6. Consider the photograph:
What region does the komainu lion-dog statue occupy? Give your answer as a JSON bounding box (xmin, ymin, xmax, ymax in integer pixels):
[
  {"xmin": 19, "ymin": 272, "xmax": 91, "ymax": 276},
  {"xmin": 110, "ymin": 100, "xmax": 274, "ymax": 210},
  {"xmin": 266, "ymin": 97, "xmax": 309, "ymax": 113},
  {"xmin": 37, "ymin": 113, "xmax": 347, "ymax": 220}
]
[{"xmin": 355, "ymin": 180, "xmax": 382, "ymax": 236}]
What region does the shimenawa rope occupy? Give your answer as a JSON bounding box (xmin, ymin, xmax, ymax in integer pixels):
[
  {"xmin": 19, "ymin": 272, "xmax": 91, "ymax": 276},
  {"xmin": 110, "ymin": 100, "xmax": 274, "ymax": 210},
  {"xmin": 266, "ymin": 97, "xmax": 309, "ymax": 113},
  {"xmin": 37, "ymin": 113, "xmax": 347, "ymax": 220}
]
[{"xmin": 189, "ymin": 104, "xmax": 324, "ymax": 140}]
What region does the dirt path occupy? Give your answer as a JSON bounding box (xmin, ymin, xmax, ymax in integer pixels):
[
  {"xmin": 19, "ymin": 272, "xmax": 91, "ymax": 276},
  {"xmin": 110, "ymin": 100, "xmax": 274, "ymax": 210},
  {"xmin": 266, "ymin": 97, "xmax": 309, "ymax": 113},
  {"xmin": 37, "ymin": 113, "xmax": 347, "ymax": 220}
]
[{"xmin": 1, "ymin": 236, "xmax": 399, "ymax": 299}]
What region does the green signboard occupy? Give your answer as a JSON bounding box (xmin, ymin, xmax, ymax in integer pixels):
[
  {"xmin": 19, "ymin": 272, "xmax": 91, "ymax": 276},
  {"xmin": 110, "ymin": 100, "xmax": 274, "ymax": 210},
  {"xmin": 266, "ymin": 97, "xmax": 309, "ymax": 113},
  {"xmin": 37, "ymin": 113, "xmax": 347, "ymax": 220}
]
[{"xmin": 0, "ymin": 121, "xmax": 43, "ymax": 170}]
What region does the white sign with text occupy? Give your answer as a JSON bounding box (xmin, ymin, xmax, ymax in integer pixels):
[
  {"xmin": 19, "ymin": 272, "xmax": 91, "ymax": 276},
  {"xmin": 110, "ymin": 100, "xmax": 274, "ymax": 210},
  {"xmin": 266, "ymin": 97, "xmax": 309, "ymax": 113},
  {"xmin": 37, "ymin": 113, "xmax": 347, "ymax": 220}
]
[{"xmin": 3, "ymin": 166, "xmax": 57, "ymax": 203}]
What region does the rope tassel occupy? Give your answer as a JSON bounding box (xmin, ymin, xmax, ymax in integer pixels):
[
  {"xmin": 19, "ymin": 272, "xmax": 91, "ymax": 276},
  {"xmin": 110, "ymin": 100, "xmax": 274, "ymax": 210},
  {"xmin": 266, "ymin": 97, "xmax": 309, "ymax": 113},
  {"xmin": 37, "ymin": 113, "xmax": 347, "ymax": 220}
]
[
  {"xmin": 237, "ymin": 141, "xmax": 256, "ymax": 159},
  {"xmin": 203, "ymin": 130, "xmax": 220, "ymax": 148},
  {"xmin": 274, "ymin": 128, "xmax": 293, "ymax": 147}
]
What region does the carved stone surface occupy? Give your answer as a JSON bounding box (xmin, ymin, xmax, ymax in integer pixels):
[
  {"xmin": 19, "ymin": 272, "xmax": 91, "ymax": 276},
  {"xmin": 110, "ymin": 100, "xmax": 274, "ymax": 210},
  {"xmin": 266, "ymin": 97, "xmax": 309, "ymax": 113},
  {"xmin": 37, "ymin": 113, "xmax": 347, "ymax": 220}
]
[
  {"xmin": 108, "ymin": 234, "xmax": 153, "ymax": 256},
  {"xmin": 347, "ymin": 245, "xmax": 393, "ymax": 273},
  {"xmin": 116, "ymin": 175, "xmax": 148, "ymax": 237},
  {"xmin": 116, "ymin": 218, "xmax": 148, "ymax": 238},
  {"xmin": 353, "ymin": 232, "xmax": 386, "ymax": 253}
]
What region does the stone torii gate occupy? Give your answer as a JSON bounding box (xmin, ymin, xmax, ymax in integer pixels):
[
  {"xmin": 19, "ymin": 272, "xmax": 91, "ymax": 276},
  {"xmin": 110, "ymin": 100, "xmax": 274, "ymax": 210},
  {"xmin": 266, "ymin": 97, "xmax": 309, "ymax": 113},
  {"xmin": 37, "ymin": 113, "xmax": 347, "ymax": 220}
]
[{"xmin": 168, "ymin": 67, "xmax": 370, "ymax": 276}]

·····

-- WHAT YOU SHOULD DO --
What you write must match the records above exactly, line for line.

-- OUTPUT FOR THIS TASK --
6. Consider the photograph:
What region does the komainu lion-dog statue occupy? Give your answer as a JSON bounding box (xmin, ymin, xmax, ymax in integer pixels):
[
  {"xmin": 19, "ymin": 272, "xmax": 91, "ymax": 276},
  {"xmin": 110, "ymin": 100, "xmax": 274, "ymax": 210},
  {"xmin": 266, "ymin": 97, "xmax": 309, "ymax": 113},
  {"xmin": 37, "ymin": 113, "xmax": 347, "ymax": 220}
]
[{"xmin": 355, "ymin": 180, "xmax": 382, "ymax": 236}]
What region does the shimenawa rope occupy? Give your answer as a JSON bounding box (xmin, ymin, xmax, ymax in integer pixels):
[
  {"xmin": 19, "ymin": 272, "xmax": 91, "ymax": 276},
  {"xmin": 110, "ymin": 100, "xmax": 274, "ymax": 210},
  {"xmin": 266, "ymin": 97, "xmax": 309, "ymax": 113},
  {"xmin": 37, "ymin": 113, "xmax": 347, "ymax": 220}
]
[{"xmin": 189, "ymin": 104, "xmax": 324, "ymax": 140}]
What region does the dirt path occupy? Give your answer as a JSON bounding box (xmin, ymin, xmax, ymax in integer pixels):
[
  {"xmin": 19, "ymin": 272, "xmax": 91, "ymax": 276},
  {"xmin": 110, "ymin": 100, "xmax": 274, "ymax": 210},
  {"xmin": 266, "ymin": 97, "xmax": 309, "ymax": 113},
  {"xmin": 37, "ymin": 113, "xmax": 347, "ymax": 220}
]
[{"xmin": 1, "ymin": 236, "xmax": 399, "ymax": 299}]
What region does the green signboard occupy? Give your answer as a JSON bounding box (xmin, ymin, xmax, ymax in integer pixels):
[
  {"xmin": 19, "ymin": 272, "xmax": 91, "ymax": 276},
  {"xmin": 110, "ymin": 100, "xmax": 274, "ymax": 210},
  {"xmin": 266, "ymin": 97, "xmax": 309, "ymax": 113},
  {"xmin": 37, "ymin": 113, "xmax": 347, "ymax": 220}
]
[{"xmin": 0, "ymin": 121, "xmax": 43, "ymax": 170}]
What region does the white sign with text occupy? Give your answer as a JSON bounding box (xmin, ymin, xmax, ymax in integer pixels):
[
  {"xmin": 19, "ymin": 272, "xmax": 91, "ymax": 276},
  {"xmin": 110, "ymin": 100, "xmax": 274, "ymax": 210},
  {"xmin": 266, "ymin": 97, "xmax": 309, "ymax": 113},
  {"xmin": 37, "ymin": 113, "xmax": 347, "ymax": 220}
]
[{"xmin": 3, "ymin": 166, "xmax": 57, "ymax": 203}]
What region does the rope tassel occupy? Give your answer as a JSON bounding box (xmin, ymin, xmax, ymax in integer pixels):
[
  {"xmin": 19, "ymin": 272, "xmax": 91, "ymax": 276},
  {"xmin": 110, "ymin": 100, "xmax": 274, "ymax": 210},
  {"xmin": 266, "ymin": 97, "xmax": 309, "ymax": 113},
  {"xmin": 37, "ymin": 113, "xmax": 347, "ymax": 220}
]
[
  {"xmin": 237, "ymin": 141, "xmax": 256, "ymax": 159},
  {"xmin": 203, "ymin": 130, "xmax": 220, "ymax": 148},
  {"xmin": 274, "ymin": 128, "xmax": 293, "ymax": 147}
]
What region does the carved stone surface occupy? Give your answer as a JSON bounding box (xmin, ymin, xmax, ymax in integer pixels):
[
  {"xmin": 19, "ymin": 272, "xmax": 91, "ymax": 276},
  {"xmin": 110, "ymin": 100, "xmax": 274, "ymax": 210},
  {"xmin": 266, "ymin": 97, "xmax": 309, "ymax": 113},
  {"xmin": 37, "ymin": 113, "xmax": 347, "ymax": 220}
]
[
  {"xmin": 108, "ymin": 234, "xmax": 153, "ymax": 256},
  {"xmin": 347, "ymin": 245, "xmax": 393, "ymax": 273},
  {"xmin": 116, "ymin": 175, "xmax": 148, "ymax": 237},
  {"xmin": 116, "ymin": 218, "xmax": 148, "ymax": 238},
  {"xmin": 353, "ymin": 232, "xmax": 386, "ymax": 253}
]
What region does the stone torii gate occupy? Give your answer as a JSON bounding box (xmin, ymin, xmax, ymax in integer pixels):
[
  {"xmin": 19, "ymin": 272, "xmax": 91, "ymax": 276},
  {"xmin": 110, "ymin": 100, "xmax": 274, "ymax": 210},
  {"xmin": 266, "ymin": 97, "xmax": 309, "ymax": 113},
  {"xmin": 37, "ymin": 113, "xmax": 347, "ymax": 220}
]
[{"xmin": 168, "ymin": 67, "xmax": 370, "ymax": 276}]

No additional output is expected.